Exercise details => Write out the data exactly as given, dropping every picture.

(Extracted records)
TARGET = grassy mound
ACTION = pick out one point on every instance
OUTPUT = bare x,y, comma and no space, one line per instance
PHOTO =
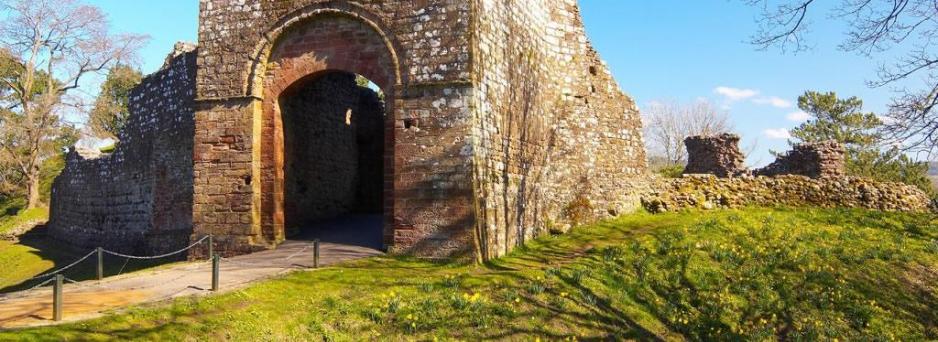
23,218
758,274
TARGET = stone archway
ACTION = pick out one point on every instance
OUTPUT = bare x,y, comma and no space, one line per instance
308,51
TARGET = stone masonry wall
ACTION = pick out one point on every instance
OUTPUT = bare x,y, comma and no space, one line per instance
138,198
416,51
717,155
553,132
825,159
710,192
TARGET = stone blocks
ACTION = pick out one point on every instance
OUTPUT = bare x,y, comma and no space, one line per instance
716,155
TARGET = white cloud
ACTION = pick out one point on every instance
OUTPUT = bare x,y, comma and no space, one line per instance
736,94
773,101
798,116
778,133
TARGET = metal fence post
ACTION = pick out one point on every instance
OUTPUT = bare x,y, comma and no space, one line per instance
316,253
211,247
57,297
100,263
215,264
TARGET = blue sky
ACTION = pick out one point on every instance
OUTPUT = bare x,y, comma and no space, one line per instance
663,50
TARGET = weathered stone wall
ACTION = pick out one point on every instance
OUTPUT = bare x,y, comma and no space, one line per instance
416,51
553,132
817,160
138,198
716,155
710,192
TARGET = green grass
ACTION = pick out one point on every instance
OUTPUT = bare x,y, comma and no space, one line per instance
755,274
9,223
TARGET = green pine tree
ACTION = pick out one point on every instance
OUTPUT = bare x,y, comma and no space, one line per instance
844,121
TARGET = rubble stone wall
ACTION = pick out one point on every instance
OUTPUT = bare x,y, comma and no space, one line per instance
716,155
501,122
334,151
817,160
553,132
137,199
416,51
709,192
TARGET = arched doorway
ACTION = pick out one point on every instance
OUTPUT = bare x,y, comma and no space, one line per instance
326,142
333,159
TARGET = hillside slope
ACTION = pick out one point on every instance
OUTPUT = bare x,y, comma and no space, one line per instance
753,274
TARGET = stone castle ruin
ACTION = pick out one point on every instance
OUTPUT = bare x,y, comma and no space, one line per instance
810,174
484,123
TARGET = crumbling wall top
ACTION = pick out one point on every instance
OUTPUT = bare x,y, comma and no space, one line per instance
718,155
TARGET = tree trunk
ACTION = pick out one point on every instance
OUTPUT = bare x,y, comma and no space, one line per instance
33,189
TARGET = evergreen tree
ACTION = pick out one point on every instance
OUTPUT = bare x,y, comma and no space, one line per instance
844,121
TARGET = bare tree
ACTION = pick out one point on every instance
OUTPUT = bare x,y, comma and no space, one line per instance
875,26
49,47
667,124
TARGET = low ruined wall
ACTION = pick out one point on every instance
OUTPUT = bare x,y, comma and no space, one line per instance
138,198
710,192
717,155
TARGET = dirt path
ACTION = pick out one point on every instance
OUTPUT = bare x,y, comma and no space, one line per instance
92,299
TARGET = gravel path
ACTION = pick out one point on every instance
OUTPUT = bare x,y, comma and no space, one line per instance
343,240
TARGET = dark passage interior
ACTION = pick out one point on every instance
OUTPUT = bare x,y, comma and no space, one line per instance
333,127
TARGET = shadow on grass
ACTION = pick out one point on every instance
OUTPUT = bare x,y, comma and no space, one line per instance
62,254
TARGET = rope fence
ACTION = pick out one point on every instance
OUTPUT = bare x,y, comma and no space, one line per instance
57,277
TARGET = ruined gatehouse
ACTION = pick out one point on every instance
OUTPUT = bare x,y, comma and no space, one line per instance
485,123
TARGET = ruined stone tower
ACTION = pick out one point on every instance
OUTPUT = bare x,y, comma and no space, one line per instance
497,120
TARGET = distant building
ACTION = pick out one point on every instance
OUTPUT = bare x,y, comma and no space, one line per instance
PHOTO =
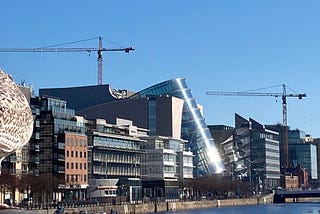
250,152
166,109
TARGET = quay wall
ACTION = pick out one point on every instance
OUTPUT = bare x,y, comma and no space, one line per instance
164,206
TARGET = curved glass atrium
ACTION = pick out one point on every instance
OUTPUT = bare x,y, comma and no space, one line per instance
207,159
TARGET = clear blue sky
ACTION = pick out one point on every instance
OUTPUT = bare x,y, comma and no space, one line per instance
216,45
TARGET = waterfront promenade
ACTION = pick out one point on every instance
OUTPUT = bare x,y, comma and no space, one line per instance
160,207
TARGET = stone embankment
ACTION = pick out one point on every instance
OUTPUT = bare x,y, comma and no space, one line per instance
164,206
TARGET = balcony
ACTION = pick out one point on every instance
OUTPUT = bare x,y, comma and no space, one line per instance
35,160
61,157
35,148
12,158
61,145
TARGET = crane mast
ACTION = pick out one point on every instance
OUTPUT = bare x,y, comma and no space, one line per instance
284,96
99,51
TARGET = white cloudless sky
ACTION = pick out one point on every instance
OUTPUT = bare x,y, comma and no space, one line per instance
216,45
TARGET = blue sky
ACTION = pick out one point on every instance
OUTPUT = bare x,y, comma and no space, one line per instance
215,45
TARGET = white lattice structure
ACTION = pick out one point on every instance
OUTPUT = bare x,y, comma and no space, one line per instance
16,121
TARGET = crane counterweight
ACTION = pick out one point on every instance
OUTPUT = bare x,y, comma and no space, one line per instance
284,96
99,51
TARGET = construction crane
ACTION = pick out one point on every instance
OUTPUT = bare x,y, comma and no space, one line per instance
283,95
99,51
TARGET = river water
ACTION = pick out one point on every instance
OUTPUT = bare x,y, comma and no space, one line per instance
288,208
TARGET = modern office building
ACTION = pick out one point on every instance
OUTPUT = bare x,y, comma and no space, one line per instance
181,114
63,148
301,152
251,152
166,163
305,154
114,160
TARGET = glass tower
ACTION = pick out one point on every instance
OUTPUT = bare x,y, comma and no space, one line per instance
194,129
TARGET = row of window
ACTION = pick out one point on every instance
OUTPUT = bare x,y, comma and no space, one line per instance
73,179
76,154
76,165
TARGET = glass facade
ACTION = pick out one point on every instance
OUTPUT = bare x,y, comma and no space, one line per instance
194,129
305,154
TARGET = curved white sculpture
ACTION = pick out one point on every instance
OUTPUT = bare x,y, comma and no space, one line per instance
16,121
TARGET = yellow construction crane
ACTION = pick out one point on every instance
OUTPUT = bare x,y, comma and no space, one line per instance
283,95
99,51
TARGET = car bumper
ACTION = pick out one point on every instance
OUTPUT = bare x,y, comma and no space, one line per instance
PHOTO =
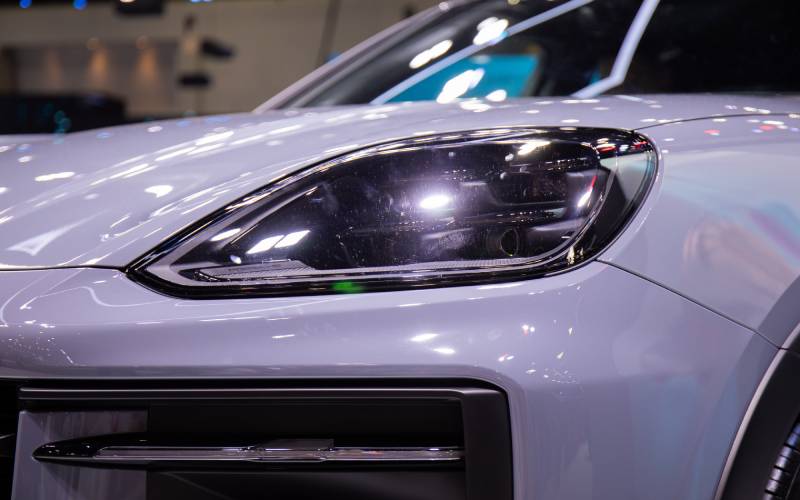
617,388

Response area =>
TARGET = grassy mound
ACTION = pick out one point on every instance
OUTPUT = bare x,y, comma and no space, one line per instance
PHOTO =
23,218
758,274
TARGET = stone archway
ACTION = pick out one point on every instance
OUTPUT = bare x,y, comma and no space, one line per instance
308,51
TARGET = stone masonry wall
ACTION = pick out one point on every instance
OUTPUT = bare x,y, comma and no space, one line per instance
138,198
416,51
717,155
553,132
825,159
710,192
TARGET = stone blocks
ACTION = pick out one point on every instance
OUTPUT = bare x,y, comma and no space, one line per instance
716,155
TARGET = white cloud
ACTION = pick out one point on every instance
OUTPUT = bare x,y, comma and no space, one line per instance
736,94
773,101
798,116
778,133
TARGET = metal fence post
ACTION = pick out one point on every instance
OUTPUT = bare x,y, comma and no space, one line per instance
316,253
211,247
57,297
100,263
215,264
TARGET = blue sky
ACTION = pick out one point on every instance
OUTPUT = bare x,y, comma and no space, one line per instance
663,50
TARGET = weathered stone wall
ACTION = pick out one point on every instance
OUTPUT = bare x,y, comma and no space, one line per instance
416,51
553,132
817,160
138,198
716,155
710,192
TARGET = green grass
ACTION = pick out one point on every instance
OUTPUT = bare x,y, comma and no space, one line per instance
755,274
9,223
TARGET = green pine tree
ACTION = pick out one point on every instance
OUTPUT = bare x,y, comma and no space, one line per instance
844,121
TARGET = rubble stone wall
ACTION = pick out one point on every instance
OUTPUT = bare x,y, comma and no space, one line per instance
716,155
501,122
334,151
817,160
553,132
137,199
416,51
709,192
TARGET = arched doorway
ACTION = pick out one point on every instance
OUTPUT = bare x,y, comma and no space, one line per instance
326,142
333,159
TARGET = hillside slope
ACTION = pick out one point on every instance
OUTPUT = bare x,y, comma and no space, one line per instance
753,274
TARGET = stone castle ruin
ACTION = pick out one point on every instance
OUTPUT = bare x,y, comma and no space, one line per instance
810,174
484,123
TARGET = crumbling wall top
ACTION = pick out one point on every instance
OUTPUT = bare x,y, comma and no space, one line per instance
718,155
TARGET = tree trunk
ACTION = pick out one point on every instance
OUTPUT = bare x,y, comma and no space, one line per instance
33,189
TARGET = evergreen tree
ACTION = pick out one point on every instance
OUTPUT = bare x,y, comma and no space, one line per instance
844,121
TARGET = bare tree
ACTION = pick out one point on every instance
OUTPUT = bare x,y, comma and no space, one line per instance
875,26
49,47
667,124
TARGET = low ruined wall
ACTION = pick out one point on every instance
OUTPUT = bare x,y, comma and no space, one line per instance
138,198
710,192
717,155
TARGET = dirt path
ACTION = pick out one point on every instance
OUTPUT = bare x,y, comma and no space, one line per instance
92,299
TARGET = gravel path
ACTION = pick out one point on every instance
OUTPUT = bare x,y, comma and no space, one line per instance
343,240
TARGET = dark passage interior
ACTION = pick out one point on every instance
OUTPUT = bare x,y, comma and no space, one line per instance
333,127
TARGET = shadow on grass
ACTION = pick out one point on every instance
OUTPUT = bare x,y, comma and no space, one line per instance
62,254
TARGET = rope fence
ACTION = pick out one point on every instance
OUTPUT = bare x,y, comma and no space, one line per instance
57,277
TARGET = ruined gatehouse
ACTION = pick out one point on every instance
OUTPUT = bare x,y, comma and no space, one line per instance
485,123
TARGET = ruined stone tower
ACTION = pick out one point on every instance
OUTPUT = bare x,y, comma and no space, one line per instance
497,120
TARGET = distant building
ACTION = pick out one point on every instance
OUTPUT = bare x,y, comma and no space, one line per instance
PHOTO =
250,152
166,109
TARGET = quay wall
ACTION = pick out one point on every instance
OUTPUT = bare x,y, comma and no space, one line per instance
164,206
TARGET = curved glass atrium
ACTION = pick out one point on every instance
OUTPUT = bare x,y, comma and no space, one line per instance
207,159
TARGET = clear blue sky
ACTION = pick out one point on every instance
OUTPUT = bare x,y, comma and no space, one line per instance
216,45
TARGET = waterfront promenade
ACTION = pick out one point on every instance
OUTPUT = bare x,y, comma and no space, one line per instance
160,207
TARGET = stone embankment
ACTION = pick out one point on every instance
OUTPUT = bare x,y, comma and no space, one line per instance
164,206
TARGET = balcony
ACTION = pick out one point on every instance
OUTPUT = bare x,y, comma and no space, one line per instance
35,160
61,157
35,148
12,158
61,145
TARGET = crane mast
ACTION = pick out one point on every instance
OUTPUT = bare x,y, comma and no space, one line per instance
284,96
99,51
TARGET = white cloudless sky
ACTION = pick out one point on every instance
OUTPUT = bare x,y, comma and no space, one line per instance
216,45
TARGET = blue sky
ACTION = pick out one point on every instance
OUTPUT = bare x,y, comma and no space, one line per instance
215,45
TARGET = white lattice structure
ACTION = pick out one point on every instance
OUTPUT = bare x,y, comma and no space, one line per instance
16,121
TARGET = crane counterweight
ACTION = pick out one point on every instance
OUTPUT = bare x,y, comma and no space, one line per instance
284,96
99,51
TARGET = construction crane
ACTION = pick out one point on every instance
OUTPUT = bare x,y, comma and no space, one line per instance
283,95
99,51
TARGET = river water
ACTION = pick out one point on every instance
OUTPUT = bare x,y, comma and no space, one line per instance
288,208
TARGET = modern office building
ACTION = pick out one point on every instance
OUTPUT = bare x,y, comma and no space, one line per instance
181,114
63,148
301,152
251,152
166,163
305,154
114,160
TARGET = glass tower
ACTION = pick out one point on every instance
OUTPUT = bare x,y, comma and no space, one line per instance
194,129
TARGET = row of window
ACTION = pick out one point on every instance
OUTPUT = bare x,y, comma and no space, one line per instance
73,179
76,154
76,165
TARGET = glass facade
ACTION = pick out one point on every instance
OUTPUT = bare x,y, comma and no space, one line per instance
194,129
305,154
TARGET = curved white sculpture
ACTION = pick out one point on every instance
OUTPUT = bare x,y, comma and no space, one line per instance
16,121
TARGET = yellow construction crane
ACTION = pick out one point on every instance
OUTPUT = bare x,y, comma and no space, one line per instance
283,95
99,51
TARGET = car bumper
ACTION = pick out one point on every instance
OUTPUT = bare x,y, comma and no space, one line per instance
PHOTO =
617,388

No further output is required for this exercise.